* _PASSAGE PROVIDED_:
- - - - -

It was announced in yesterday’s cabinet reshuffle that Chris Grayling is to remain in place as Transport Minister. A quick glance at our Twitter timeline will tell you just how outraged commuters are about this – Grayling is widely blamed for his refusal to solve the Southern Rail crisis, despite the company being in special measures for nearly two years.
It is exactly six months since hundreds of commuters marched to the doors of the Department for Transport, demanding that Grayling either intervene in the Southern Rail management contract, or resign. He did neither: instead he chose to lay insult upon injury to southern passengers by withholding an essential report into the causes of the Southern Rail crisis.
The star railwayman Chris Gibb was touted by the Transport Minister back in September as the best person to analyse and fix the problems on Southern. However, the “Gibb report” has now been under lock and key at the Department for Transport for nearly six months, denying the public their right to a solution – and their right to answers – after suffering through this unprecedented rail crisis.
The General Election results – is there a “Southern Fail vote”?
Yesterday’s reshuffle came after disastrous election results for the Conservatives in many vital seats in the Southern Rail region. Conservative MPs lost their seats in Brighton Kemptown, Croydon Central and Eastbourne; while Amber Rudd narrowly hung onto her Hastings seat with a 346 majority, and Labour’s Peter Kyle achieved a landslide victory of 18,000 votes in Hove.

- - - - -

* _INFORMATION_:
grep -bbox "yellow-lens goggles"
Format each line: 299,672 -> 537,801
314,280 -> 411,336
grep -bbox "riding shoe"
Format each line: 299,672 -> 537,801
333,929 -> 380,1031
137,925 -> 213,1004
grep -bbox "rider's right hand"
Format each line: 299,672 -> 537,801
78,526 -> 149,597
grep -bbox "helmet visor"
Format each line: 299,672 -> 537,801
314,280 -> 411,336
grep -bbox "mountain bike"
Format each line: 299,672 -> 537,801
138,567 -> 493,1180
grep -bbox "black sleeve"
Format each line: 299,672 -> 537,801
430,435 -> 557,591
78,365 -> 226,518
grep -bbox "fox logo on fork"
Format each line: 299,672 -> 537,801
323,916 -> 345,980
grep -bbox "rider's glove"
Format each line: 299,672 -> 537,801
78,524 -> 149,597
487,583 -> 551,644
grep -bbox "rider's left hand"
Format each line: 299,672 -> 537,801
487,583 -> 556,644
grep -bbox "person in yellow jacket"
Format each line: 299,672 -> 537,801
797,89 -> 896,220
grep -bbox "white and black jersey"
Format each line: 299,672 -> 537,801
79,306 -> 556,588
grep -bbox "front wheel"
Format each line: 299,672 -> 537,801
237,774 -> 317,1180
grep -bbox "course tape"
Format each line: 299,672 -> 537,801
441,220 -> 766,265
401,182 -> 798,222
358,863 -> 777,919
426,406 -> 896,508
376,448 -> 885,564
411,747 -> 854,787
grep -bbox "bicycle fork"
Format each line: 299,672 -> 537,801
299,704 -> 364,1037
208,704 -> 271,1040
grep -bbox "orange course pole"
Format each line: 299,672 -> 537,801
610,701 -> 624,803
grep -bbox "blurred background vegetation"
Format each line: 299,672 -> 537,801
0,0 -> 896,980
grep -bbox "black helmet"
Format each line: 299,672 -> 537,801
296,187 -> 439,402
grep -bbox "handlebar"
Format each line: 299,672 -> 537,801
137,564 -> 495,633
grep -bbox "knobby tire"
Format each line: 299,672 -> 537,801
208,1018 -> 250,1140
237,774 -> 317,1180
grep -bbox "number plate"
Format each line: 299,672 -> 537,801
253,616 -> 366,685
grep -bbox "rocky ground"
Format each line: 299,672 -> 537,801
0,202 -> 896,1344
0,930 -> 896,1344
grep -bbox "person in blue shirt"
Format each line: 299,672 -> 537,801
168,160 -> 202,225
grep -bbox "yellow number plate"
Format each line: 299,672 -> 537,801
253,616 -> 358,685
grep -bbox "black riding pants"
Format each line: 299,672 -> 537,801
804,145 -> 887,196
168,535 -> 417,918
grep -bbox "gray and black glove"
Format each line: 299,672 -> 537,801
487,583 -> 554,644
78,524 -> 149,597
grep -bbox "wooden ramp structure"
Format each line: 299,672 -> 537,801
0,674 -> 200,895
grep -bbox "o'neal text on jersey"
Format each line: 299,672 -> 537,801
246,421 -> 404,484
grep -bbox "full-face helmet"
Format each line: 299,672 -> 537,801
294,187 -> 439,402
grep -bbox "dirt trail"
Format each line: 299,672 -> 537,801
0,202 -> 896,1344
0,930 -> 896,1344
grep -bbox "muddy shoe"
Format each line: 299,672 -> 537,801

- - - - -

* _PROBLEM DETAILS_: Name every parliamentary seat mentioned in the passage above on Chris Grayling and the Southern Rail crisis.

* _EXPECTED ANSWER_: Brighton Kemptown, Croydon Central, Eastbourne, Hastings, Hove